Reproduce the rows below, replacing "single pin" with "single marker" at every occurrence and keeping all other text unchanged.

### DATA PROVIDED:
===============
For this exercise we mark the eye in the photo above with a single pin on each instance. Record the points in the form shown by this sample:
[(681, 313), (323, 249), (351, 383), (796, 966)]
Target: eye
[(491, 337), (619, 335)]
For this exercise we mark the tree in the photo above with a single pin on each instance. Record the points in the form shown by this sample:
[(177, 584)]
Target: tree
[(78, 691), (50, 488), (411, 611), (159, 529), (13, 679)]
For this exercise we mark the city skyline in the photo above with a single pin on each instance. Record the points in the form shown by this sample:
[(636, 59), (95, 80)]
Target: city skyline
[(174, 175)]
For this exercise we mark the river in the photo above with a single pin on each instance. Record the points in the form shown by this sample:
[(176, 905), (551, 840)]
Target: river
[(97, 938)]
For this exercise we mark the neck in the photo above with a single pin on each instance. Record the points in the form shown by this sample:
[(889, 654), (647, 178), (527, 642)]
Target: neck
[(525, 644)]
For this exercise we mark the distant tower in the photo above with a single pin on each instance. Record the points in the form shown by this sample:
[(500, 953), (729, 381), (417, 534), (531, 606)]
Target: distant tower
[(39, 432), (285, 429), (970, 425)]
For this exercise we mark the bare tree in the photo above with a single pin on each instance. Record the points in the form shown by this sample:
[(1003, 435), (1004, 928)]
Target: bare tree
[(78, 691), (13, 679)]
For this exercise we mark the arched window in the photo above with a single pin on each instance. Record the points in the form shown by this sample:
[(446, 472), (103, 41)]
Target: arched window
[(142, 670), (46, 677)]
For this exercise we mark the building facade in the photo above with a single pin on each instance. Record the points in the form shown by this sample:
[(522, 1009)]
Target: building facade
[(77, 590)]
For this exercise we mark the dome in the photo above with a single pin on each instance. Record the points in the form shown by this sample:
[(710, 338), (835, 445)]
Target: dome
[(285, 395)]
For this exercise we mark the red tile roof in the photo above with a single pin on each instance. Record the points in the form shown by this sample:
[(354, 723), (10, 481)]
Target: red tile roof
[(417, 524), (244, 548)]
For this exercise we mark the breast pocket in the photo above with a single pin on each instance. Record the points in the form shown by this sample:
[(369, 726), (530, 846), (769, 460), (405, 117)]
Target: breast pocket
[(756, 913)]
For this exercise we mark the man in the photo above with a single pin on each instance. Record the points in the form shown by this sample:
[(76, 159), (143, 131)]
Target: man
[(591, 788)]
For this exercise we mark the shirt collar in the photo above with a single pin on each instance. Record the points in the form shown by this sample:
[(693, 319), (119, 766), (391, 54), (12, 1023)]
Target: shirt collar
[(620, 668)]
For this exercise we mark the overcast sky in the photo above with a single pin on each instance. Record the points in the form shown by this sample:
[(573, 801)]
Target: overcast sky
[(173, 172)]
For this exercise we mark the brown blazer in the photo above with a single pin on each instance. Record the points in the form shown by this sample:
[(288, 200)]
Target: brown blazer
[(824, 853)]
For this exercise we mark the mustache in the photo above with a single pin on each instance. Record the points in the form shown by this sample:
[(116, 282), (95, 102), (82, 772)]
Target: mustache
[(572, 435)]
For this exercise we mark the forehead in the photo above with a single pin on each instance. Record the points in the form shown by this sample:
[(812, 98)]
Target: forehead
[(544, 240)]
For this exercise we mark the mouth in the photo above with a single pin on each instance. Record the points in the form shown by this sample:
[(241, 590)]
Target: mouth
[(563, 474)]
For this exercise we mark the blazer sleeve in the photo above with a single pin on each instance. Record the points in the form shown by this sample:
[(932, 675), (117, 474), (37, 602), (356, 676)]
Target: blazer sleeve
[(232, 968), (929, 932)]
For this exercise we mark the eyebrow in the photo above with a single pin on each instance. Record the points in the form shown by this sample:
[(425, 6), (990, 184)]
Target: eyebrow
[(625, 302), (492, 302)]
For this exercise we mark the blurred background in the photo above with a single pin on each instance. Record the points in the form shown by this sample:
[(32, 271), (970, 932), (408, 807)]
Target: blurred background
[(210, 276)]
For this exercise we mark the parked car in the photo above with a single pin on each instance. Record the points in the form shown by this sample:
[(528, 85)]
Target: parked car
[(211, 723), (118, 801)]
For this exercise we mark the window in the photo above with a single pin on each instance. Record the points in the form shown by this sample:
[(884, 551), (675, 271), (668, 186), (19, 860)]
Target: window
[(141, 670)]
===============
### RESPONSE:
For this exercise we mark the eye in the photo above with a single marker on each instance. Record the points in the form shown by this sample:
[(681, 313), (323, 249), (351, 383), (796, 966)]
Target: eye
[(491, 337), (619, 335)]
For this exercise we mark the tree in the photo above with a single marker on each instance. Record the points in the form shown by this sample:
[(177, 584)]
Target: tree
[(78, 691), (50, 488), (411, 611), (159, 529), (13, 679)]
For this exercise we mark the city skyline in the photo above with a single marker on each instance. Record the points in the form shown by this sample:
[(636, 59), (95, 80)]
Target: city skyline
[(174, 175)]
For this exercise we mark the river in the photo above with a single marker on each instance. Record the points in the form shown by this sample:
[(176, 905), (551, 840)]
Target: river
[(97, 938)]
For this exercise we mark the neck in the photo above with a single marker on each instance. Record the points in the form shown by this sample:
[(889, 654), (647, 178), (527, 642)]
Target: neck
[(525, 644)]
For this exercise we mark the distant tower in the photo above with a single marker on each instance. Record the points in the form shown by this sample:
[(500, 953), (729, 381), (417, 534), (531, 606)]
Target: distant tower
[(39, 432), (285, 429), (970, 425)]
For this exercise we mark the bare tree in the photo above with a single marker on each instance. Record the points in the form shown by this sample:
[(1003, 435), (1004, 928)]
Target: bare tree
[(78, 691), (13, 679)]
For this exercise we mark the arched window in the photo above with a single marker on each instance. Record the points in the form shown by this sample:
[(446, 472), (103, 41)]
Target: arched window
[(142, 670), (46, 677)]
For this exercise we mark the building facade in the photo above with a single marker on each instance. Record the points in the form shown by this sample:
[(522, 1009)]
Target: building facade
[(77, 590)]
For this exercise we mark the dome in the photo above with a single marker on each instance. Record the points in the form shown by this sample:
[(710, 338), (835, 445)]
Target: dome
[(285, 395)]
For this exercise we mark the red tile roof in the photo above with a single marker on each instance. Record the points in the form shown by this sample:
[(354, 723), (10, 481)]
Target: red tile roof
[(417, 524), (244, 548)]
For this exercise we mark the breast pocket in the photo above with a single marker on each instance. Record the points in the form shown by this sample:
[(369, 726), (530, 846), (769, 460), (405, 117)]
Target: breast pocket
[(756, 913)]
For this exercise we mark the man in the photo above with a single marker on each instance. Record the points in the form shown by this sample:
[(76, 159), (143, 131)]
Target: man
[(591, 788)]
For this exercise we mark the shirt collar in the photo above with a single marker on each instance. Record the points in the form shown by this sample:
[(693, 319), (119, 766), (391, 54), (12, 1023)]
Target: shirt collar
[(620, 668)]
For this exercise we mark the overcast sky in the photo above with a single marker on each instance. Record the points in the form shown by this sample:
[(573, 801)]
Target: overcast sky
[(173, 172)]
For this exercise we mark the brown blazer in the photo above with a single marker on each instance. Record the points in the form shown by this sample:
[(288, 200)]
Target: brown blazer
[(824, 853)]
For this exercise we mark the mustache in the photo above with a single marker on each instance. Record the points in the form shown by this sample:
[(116, 282), (95, 102), (82, 772)]
Target: mustache
[(572, 435)]
For this exercise we mark the forehead in the photo above with a single marker on each instance. Record the points in the form shown by this sample:
[(812, 98)]
Target: forehead
[(544, 240)]
For this exercise we mark the mouth in the photo above with a single marker on each instance. Record the points in the form shown by this sample:
[(241, 590)]
Target: mouth
[(563, 474)]
For this exercise we mark the blazer sleeve in the photo above with a single marker on each instance. Record the points in the form shown by this sample:
[(932, 675), (117, 474), (37, 602), (356, 676)]
Target: blazer sleeve
[(232, 968), (929, 932)]
For this exercise we mark the eyebrow in the photo above with a single marker on each instance. Record the points in the form shown by this sample:
[(425, 6), (990, 184)]
Target: eyebrow
[(625, 302), (492, 302)]
For this exercise we mark the blurred background in the photo above with a single marker on each instance. Record the points in the form shown by this sample:
[(32, 271), (970, 932), (408, 807)]
Target: blurred background
[(210, 276)]
For this exercise we mark the parked car in the photo above with a single marker on each instance. Record the points in the form shown by this sample:
[(528, 85)]
Target: parked car
[(211, 723), (118, 801)]
For this exercise we mark the window in the photo above with a single marker on each instance. Record the points in the form shown by this sample:
[(884, 551), (675, 271), (668, 186), (19, 860)]
Target: window
[(141, 670)]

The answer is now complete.